**Written task 1**
In the Powerwall article, what did SolarCity say it would charge to lease the battery pack, and over what period?
**Written task 2**
Reproduce the passage of the Powerwall article that begins at the words "Has Tesla finally" and stops after "mutant lawnmower engine.".

**Source**
+++
Has Tesla finally done it? Has it finally plucked out the long-standing thorn in the side of renewable energy – the need for cost-effective ways to store electricity? With the announcement of the Powerwall storage system, Elon Musk & Co would certainly like us to think that they have.

There is a lot to admire about the Powerwall, at least as it was first presented. It’s small, sleek and clearly designed with aesthetics in mind, not unlike the game-changing hardware produced by that other hot California technology company.

This is not my father’s propane backup generator, which sits in a big box a hundred feet from his house. It is definitely not the diesel generator we had when I was a kid, which looked like (and basically was) a mutant lawnmower engine.

Tesla said the price for the batteries alone is a few thousand dollars but the total is substantially higher when installation and an inverter to make household AC power out of battery DC power are included. Partner SolarCity said it will sell the battery pack for $7,410 or lease it over nine years for $5,000.
+++
**Data listing**

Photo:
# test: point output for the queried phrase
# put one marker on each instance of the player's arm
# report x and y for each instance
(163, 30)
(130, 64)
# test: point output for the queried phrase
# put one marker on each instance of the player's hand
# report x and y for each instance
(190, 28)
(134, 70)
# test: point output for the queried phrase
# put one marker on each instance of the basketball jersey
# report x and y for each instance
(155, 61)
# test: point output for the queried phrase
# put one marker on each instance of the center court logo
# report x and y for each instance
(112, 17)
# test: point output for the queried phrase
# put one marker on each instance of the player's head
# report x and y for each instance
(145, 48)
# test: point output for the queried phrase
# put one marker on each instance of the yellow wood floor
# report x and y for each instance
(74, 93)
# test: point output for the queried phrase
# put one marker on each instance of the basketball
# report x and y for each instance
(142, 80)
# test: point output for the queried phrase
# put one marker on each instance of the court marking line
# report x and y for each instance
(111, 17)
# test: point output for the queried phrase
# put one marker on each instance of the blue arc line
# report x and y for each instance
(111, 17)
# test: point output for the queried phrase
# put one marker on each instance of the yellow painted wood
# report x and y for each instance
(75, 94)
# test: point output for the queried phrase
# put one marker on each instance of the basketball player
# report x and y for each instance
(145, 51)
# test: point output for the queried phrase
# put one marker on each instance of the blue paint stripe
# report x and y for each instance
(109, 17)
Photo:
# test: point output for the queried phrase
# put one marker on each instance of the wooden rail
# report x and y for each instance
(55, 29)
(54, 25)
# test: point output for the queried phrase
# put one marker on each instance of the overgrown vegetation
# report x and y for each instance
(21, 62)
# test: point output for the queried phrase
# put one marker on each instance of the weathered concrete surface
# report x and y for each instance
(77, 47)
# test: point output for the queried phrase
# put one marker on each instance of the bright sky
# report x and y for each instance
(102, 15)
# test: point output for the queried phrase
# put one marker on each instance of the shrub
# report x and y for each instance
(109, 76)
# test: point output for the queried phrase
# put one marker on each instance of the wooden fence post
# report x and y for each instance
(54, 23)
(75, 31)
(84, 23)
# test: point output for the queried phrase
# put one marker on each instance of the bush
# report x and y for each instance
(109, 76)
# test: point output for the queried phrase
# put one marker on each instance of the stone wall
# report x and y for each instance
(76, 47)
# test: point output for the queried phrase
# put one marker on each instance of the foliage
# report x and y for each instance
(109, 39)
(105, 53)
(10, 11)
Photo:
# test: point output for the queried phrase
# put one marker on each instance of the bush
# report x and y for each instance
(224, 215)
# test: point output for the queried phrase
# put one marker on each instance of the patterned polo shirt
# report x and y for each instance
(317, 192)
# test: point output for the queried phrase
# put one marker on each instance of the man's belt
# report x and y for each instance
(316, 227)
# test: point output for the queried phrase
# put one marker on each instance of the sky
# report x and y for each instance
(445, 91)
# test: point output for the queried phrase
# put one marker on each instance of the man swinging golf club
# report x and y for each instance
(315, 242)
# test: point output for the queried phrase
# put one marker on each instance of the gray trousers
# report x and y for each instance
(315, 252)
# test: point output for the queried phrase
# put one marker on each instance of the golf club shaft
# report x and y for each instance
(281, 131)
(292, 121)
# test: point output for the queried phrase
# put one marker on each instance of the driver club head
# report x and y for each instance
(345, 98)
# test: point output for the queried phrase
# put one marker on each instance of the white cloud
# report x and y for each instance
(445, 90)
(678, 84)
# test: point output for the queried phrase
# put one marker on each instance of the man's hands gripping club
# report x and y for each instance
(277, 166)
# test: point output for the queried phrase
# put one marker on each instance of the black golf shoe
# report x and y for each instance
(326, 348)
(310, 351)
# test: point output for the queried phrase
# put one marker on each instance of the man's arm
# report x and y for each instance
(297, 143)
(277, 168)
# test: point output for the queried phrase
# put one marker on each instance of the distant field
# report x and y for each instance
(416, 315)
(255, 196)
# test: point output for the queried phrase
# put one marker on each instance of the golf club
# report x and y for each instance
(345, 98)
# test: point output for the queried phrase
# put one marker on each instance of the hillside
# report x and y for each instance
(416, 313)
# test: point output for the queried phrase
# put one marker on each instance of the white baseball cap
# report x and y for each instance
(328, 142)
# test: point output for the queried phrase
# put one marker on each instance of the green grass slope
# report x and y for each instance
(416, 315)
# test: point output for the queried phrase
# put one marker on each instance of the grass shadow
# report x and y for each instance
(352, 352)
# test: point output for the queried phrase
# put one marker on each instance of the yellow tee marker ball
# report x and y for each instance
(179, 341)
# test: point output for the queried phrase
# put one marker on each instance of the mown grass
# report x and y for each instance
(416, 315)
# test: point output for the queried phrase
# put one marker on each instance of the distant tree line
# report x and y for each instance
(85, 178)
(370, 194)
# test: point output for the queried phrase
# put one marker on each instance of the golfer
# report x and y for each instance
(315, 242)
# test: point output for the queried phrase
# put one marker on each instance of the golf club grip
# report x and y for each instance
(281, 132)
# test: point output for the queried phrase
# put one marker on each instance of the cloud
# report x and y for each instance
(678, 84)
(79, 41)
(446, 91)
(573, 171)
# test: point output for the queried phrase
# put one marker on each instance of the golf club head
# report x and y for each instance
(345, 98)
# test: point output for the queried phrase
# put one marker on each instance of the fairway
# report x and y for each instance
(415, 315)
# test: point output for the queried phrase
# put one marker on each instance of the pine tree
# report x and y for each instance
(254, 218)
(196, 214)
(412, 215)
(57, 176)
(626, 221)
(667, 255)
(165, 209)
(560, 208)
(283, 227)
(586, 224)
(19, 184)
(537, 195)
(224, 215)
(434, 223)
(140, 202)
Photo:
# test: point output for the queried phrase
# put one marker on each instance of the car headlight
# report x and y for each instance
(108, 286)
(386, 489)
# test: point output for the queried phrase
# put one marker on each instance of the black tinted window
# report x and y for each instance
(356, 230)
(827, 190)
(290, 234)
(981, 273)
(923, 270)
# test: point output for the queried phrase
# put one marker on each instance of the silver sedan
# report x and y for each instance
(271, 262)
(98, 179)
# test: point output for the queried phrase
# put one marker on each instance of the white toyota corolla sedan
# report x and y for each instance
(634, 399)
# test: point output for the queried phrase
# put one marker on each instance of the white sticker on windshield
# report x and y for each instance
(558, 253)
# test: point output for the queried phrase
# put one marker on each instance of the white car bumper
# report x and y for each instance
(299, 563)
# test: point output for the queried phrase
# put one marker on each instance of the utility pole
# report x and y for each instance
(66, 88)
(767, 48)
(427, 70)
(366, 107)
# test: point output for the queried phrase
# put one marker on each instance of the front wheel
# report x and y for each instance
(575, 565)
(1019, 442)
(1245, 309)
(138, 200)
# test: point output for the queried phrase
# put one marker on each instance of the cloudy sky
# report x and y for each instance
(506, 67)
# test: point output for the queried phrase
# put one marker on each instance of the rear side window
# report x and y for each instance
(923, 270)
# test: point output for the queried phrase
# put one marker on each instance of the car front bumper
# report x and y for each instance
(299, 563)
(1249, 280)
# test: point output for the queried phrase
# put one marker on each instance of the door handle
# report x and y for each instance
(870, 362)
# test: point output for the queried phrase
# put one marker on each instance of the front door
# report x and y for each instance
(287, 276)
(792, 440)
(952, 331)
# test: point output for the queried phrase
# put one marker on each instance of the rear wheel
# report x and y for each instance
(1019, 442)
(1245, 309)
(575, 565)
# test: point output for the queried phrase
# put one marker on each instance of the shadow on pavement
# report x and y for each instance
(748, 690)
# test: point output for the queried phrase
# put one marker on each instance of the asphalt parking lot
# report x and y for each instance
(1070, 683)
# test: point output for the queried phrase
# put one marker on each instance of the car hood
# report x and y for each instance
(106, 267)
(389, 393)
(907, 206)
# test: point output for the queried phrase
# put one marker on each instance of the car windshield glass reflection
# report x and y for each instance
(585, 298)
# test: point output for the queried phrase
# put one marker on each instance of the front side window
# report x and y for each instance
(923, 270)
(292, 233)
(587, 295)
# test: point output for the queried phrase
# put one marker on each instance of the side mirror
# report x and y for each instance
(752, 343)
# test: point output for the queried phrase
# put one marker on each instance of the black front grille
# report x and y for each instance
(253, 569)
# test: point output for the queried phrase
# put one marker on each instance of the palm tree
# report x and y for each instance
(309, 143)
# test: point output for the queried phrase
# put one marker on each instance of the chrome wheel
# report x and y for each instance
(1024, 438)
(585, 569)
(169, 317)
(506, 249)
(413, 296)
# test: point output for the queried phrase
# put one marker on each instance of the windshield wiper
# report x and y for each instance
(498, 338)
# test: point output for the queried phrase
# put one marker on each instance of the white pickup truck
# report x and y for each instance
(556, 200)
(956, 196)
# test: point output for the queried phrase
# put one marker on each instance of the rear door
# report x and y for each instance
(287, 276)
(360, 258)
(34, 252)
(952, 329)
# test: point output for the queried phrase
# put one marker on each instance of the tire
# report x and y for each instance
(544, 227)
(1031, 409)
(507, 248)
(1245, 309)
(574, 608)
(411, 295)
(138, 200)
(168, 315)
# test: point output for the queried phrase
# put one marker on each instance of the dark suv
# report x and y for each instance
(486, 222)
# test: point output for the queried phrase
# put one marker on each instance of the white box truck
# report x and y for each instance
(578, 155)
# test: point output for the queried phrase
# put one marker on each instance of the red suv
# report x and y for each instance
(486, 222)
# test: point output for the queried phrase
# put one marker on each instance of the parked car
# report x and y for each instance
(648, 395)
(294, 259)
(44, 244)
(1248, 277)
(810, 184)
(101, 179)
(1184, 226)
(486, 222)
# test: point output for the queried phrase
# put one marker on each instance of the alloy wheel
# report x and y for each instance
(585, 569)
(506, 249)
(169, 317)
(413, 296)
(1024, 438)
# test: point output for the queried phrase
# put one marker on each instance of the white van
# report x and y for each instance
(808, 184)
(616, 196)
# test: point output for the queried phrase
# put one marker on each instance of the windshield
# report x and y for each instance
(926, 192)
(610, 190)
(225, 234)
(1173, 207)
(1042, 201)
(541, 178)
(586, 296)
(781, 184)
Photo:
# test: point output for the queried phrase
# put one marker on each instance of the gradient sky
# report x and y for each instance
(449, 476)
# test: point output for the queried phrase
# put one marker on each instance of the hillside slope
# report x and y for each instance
+++
**Response 1**
$5,000 over nine years.

**Response 2**
Has Tesla finally done it? Has it finally plucked out the long-standing thorn in the side of renewable energy – the need for cost-effective ways to store electricity? With the announcement of the Powerwall storage system, Elon Musk & Co would certainly like us to think that they have.

There is a lot to admire about the Powerwall, at least as it was first presented. It’s small, sleek and clearly designed with aesthetics in mind, not unlike the game-changing hardware produced by that other hot California technology company.

This is not my father’s propane backup generator, which sits in a big box a hundred feet from his house. It is definitely not the diesel generator we had when I was a kid, which looked like (and basically was) a mutant lawnmower engine.